#### PROBLEM STATEMENT:
Transcribe the records word for word, starting with the line that contains "Find every instance of the support" and going on through the line that contains "<point>22,72</point>", with both of those lines included.

────

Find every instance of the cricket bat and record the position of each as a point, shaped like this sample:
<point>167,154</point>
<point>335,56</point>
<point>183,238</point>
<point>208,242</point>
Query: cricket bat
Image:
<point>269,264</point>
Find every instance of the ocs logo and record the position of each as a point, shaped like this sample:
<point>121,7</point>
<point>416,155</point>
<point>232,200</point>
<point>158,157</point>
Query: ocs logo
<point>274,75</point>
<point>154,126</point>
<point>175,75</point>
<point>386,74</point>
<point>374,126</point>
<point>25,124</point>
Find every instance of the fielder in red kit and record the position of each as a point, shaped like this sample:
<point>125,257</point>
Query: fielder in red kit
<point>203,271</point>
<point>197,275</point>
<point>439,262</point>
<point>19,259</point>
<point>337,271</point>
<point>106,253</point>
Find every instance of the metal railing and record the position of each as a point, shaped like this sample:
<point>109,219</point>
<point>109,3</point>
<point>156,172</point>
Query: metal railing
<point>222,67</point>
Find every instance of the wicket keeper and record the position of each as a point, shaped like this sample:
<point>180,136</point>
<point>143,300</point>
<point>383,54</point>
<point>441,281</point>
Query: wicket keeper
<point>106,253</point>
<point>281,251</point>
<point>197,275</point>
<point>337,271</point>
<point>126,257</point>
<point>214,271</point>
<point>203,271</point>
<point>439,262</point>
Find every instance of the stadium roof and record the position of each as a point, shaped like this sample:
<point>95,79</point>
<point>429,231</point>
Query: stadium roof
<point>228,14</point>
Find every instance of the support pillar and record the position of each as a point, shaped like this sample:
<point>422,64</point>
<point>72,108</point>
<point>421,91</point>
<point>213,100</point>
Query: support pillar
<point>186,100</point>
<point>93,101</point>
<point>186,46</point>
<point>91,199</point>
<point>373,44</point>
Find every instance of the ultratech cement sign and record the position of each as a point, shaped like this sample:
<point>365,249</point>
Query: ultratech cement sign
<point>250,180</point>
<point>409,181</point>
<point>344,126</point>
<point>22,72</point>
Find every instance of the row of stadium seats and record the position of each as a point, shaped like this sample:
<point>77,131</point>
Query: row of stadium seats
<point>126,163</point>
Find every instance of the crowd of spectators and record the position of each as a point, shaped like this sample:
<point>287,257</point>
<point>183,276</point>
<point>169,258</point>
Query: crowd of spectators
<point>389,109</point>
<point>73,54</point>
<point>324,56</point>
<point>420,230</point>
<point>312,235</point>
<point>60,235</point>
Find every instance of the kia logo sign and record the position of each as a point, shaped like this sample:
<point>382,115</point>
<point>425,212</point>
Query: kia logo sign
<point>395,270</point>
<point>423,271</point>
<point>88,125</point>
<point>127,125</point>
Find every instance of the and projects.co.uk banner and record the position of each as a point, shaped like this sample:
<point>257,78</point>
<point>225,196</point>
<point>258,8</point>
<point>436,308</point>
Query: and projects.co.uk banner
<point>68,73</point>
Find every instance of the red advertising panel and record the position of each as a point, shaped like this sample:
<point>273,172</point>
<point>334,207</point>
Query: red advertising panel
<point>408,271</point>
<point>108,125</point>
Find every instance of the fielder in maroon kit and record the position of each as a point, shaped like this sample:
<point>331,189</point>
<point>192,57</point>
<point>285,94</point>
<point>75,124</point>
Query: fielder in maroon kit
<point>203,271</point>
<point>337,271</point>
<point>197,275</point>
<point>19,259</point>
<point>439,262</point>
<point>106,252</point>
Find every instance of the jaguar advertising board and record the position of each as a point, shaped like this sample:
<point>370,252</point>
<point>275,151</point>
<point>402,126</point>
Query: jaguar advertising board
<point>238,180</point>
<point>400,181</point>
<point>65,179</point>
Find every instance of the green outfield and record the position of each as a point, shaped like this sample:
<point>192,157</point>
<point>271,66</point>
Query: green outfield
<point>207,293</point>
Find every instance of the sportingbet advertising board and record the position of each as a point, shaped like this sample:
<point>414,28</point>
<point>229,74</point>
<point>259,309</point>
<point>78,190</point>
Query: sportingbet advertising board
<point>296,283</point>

────

#### RESPONSE TO THIS EXERCISE:
Find every instance of the support pillar and record the position of each as a point, shaped like this sample:
<point>422,64</point>
<point>72,108</point>
<point>421,91</point>
<point>213,100</point>
Query: support pillar
<point>186,100</point>
<point>93,101</point>
<point>186,46</point>
<point>91,199</point>
<point>373,44</point>
Find every instance of the ultratech cement sign and record the position of each as a point, shaped like this sample:
<point>365,249</point>
Query: ultratech cement sign
<point>250,180</point>
<point>409,181</point>
<point>344,126</point>
<point>22,72</point>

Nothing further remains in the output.